REQUIRED WORK ->
The records that follow need to be printed exactly. Leave out each image.

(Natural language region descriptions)

+ + + +

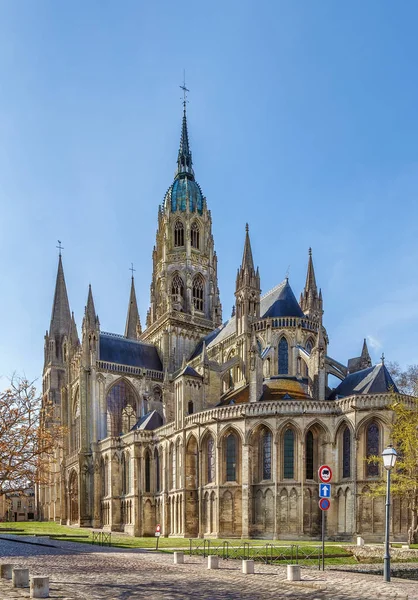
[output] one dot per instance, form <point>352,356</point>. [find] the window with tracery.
<point>197,292</point>
<point>173,466</point>
<point>211,460</point>
<point>119,417</point>
<point>195,235</point>
<point>177,289</point>
<point>289,454</point>
<point>283,357</point>
<point>147,472</point>
<point>267,438</point>
<point>372,449</point>
<point>157,471</point>
<point>309,448</point>
<point>346,452</point>
<point>231,457</point>
<point>178,234</point>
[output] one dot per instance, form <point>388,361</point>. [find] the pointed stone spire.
<point>133,323</point>
<point>365,359</point>
<point>184,159</point>
<point>61,316</point>
<point>311,302</point>
<point>90,311</point>
<point>247,256</point>
<point>74,339</point>
<point>310,284</point>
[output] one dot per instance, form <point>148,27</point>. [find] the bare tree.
<point>28,436</point>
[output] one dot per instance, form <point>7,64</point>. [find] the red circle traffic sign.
<point>324,504</point>
<point>325,473</point>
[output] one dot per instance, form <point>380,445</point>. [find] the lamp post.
<point>389,456</point>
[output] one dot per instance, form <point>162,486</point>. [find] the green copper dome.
<point>184,193</point>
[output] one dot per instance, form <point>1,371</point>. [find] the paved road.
<point>83,572</point>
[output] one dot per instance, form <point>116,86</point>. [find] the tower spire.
<point>60,316</point>
<point>247,256</point>
<point>133,323</point>
<point>310,276</point>
<point>365,359</point>
<point>311,302</point>
<point>90,310</point>
<point>184,159</point>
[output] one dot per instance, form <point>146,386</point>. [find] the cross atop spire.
<point>185,90</point>
<point>184,159</point>
<point>133,324</point>
<point>59,247</point>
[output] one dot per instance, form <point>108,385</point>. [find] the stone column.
<point>246,478</point>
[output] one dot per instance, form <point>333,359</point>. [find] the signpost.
<point>325,476</point>
<point>157,535</point>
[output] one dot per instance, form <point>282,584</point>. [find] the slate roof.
<point>120,350</point>
<point>190,372</point>
<point>285,304</point>
<point>278,302</point>
<point>374,380</point>
<point>150,421</point>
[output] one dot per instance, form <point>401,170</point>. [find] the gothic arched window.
<point>283,357</point>
<point>147,472</point>
<point>195,235</point>
<point>309,448</point>
<point>178,234</point>
<point>126,475</point>
<point>157,471</point>
<point>119,418</point>
<point>177,290</point>
<point>211,459</point>
<point>267,437</point>
<point>197,292</point>
<point>372,449</point>
<point>289,454</point>
<point>231,457</point>
<point>173,466</point>
<point>346,452</point>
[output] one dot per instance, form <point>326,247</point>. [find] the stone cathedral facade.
<point>209,427</point>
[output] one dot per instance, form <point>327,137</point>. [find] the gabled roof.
<point>285,305</point>
<point>120,350</point>
<point>278,302</point>
<point>150,421</point>
<point>190,372</point>
<point>374,380</point>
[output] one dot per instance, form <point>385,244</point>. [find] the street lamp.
<point>389,456</point>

+ + + +

FINISHED TASK ->
[output] one dot per instance, form <point>352,356</point>. [find] the window with tracery.
<point>197,292</point>
<point>173,466</point>
<point>211,460</point>
<point>119,417</point>
<point>195,235</point>
<point>177,289</point>
<point>289,454</point>
<point>283,357</point>
<point>147,472</point>
<point>267,438</point>
<point>372,449</point>
<point>157,471</point>
<point>309,448</point>
<point>346,452</point>
<point>231,457</point>
<point>178,234</point>
[output] one dot per instance, form <point>388,361</point>. [find] the pointed stone spire.
<point>133,323</point>
<point>365,359</point>
<point>184,159</point>
<point>61,316</point>
<point>311,302</point>
<point>90,311</point>
<point>247,256</point>
<point>74,339</point>
<point>310,284</point>
[output] one dot per instance, form <point>148,27</point>. [find] the bare tree.
<point>28,436</point>
[output] one dot per instance, form <point>7,64</point>. [find] the red circle traffic sign.
<point>324,504</point>
<point>325,473</point>
[output] one dot per instance, form <point>380,445</point>. [find] the lamp post.
<point>389,456</point>
[output] one dot per instance, form <point>162,486</point>. [find] the green copper dome.
<point>184,193</point>
[output] one dot per instance, form <point>1,371</point>. [find] the paved road.
<point>83,572</point>
[output] one dot per instance, form <point>116,86</point>. [find] the tower spire.
<point>60,316</point>
<point>247,256</point>
<point>133,323</point>
<point>310,276</point>
<point>365,359</point>
<point>311,302</point>
<point>90,310</point>
<point>184,159</point>
[output] one dot per instance, form <point>146,386</point>. [find] the cross atop spire.
<point>185,90</point>
<point>184,159</point>
<point>133,324</point>
<point>59,247</point>
[output] one dot per instance, form <point>108,385</point>. [find] the stone column.
<point>246,478</point>
[output] one dot per instance, form <point>333,359</point>. [find] the signpost.
<point>325,476</point>
<point>157,535</point>
[output] one dot per instance, form <point>282,584</point>. [find] the slate roof.
<point>120,350</point>
<point>190,372</point>
<point>285,304</point>
<point>278,302</point>
<point>374,380</point>
<point>150,421</point>
[output] one dot per instance, form <point>401,170</point>. [find] the gothic arched window.
<point>283,357</point>
<point>147,472</point>
<point>195,235</point>
<point>309,448</point>
<point>178,234</point>
<point>126,475</point>
<point>157,471</point>
<point>119,418</point>
<point>177,290</point>
<point>211,459</point>
<point>267,437</point>
<point>197,292</point>
<point>372,449</point>
<point>289,454</point>
<point>231,457</point>
<point>173,466</point>
<point>346,452</point>
[output] one dot per instance, form <point>326,247</point>. [find] the stone cathedral facade.
<point>209,427</point>
[output] one dot per instance, form <point>327,137</point>. [find] the gabled roof.
<point>285,305</point>
<point>120,350</point>
<point>278,302</point>
<point>150,421</point>
<point>190,372</point>
<point>374,380</point>
[output] one dot per instance, form <point>385,244</point>. [find] the street lamp.
<point>389,456</point>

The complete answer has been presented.